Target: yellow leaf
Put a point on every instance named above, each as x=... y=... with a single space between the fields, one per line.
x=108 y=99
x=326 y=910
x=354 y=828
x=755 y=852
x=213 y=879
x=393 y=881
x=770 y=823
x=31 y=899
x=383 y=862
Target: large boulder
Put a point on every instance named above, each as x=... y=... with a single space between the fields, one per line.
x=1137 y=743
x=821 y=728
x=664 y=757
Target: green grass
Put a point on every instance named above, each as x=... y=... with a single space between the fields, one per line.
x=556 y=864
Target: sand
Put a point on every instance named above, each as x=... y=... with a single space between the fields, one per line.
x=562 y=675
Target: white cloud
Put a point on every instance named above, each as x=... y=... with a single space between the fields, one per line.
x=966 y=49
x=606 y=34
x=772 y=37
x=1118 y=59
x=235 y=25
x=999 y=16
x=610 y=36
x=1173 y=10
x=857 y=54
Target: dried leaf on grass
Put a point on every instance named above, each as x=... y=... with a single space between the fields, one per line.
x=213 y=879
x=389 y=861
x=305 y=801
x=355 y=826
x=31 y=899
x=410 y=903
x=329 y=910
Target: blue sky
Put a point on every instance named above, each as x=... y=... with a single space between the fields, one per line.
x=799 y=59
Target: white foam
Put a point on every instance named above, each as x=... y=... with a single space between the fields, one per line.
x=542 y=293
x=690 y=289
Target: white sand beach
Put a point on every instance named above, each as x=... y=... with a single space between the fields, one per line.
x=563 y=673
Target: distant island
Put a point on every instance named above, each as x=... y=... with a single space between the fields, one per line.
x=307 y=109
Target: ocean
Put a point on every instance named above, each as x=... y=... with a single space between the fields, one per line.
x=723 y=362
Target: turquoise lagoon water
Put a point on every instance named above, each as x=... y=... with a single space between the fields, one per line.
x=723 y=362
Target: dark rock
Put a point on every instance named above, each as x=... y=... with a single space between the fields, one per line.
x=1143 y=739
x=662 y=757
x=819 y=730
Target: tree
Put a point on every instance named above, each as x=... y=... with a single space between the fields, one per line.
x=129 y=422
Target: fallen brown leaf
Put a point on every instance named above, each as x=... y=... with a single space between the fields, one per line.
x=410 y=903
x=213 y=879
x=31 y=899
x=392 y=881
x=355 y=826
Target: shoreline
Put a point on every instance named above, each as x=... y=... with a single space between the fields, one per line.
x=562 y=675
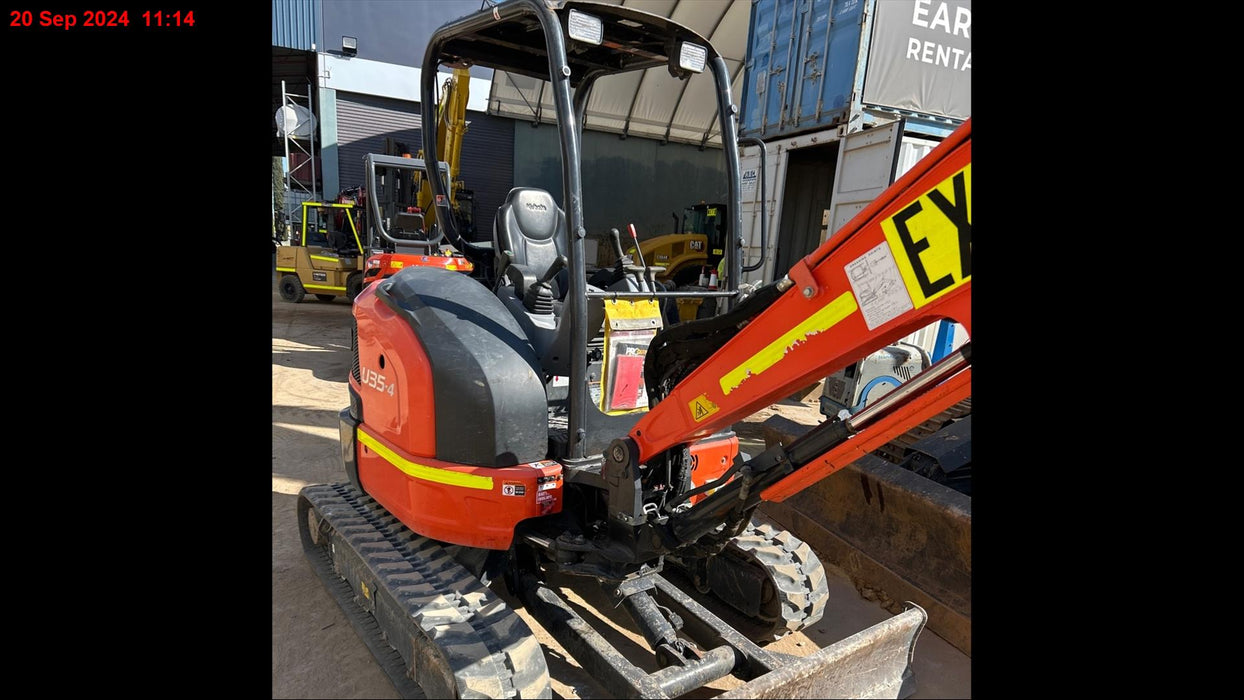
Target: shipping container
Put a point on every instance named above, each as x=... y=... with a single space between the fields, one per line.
x=821 y=64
* * *
> _SHORT PROBLEM_: Look above for the line containing "Target: tree"; output that line and all lines after it through the last one exactly, without the pictures.

> _WRITTEN ANSWER_:
Target: tree
Put a point on every instance named above, each as x=... y=... with a single space between the fields, one per line.
x=129 y=422
Target: fallen brown leaf
Put a point on every instance named above, each as x=... y=... with a single space between the fields, one per line.
x=410 y=903
x=213 y=879
x=31 y=899
x=392 y=881
x=355 y=826
Target: shoreline
Put a point on every instance named above, each as x=... y=... with a single space between the fields, one per line.
x=562 y=675
Target: shipping container
Put a point on every instance named above, each as x=... y=... with a single space between the fields, one per line.
x=821 y=64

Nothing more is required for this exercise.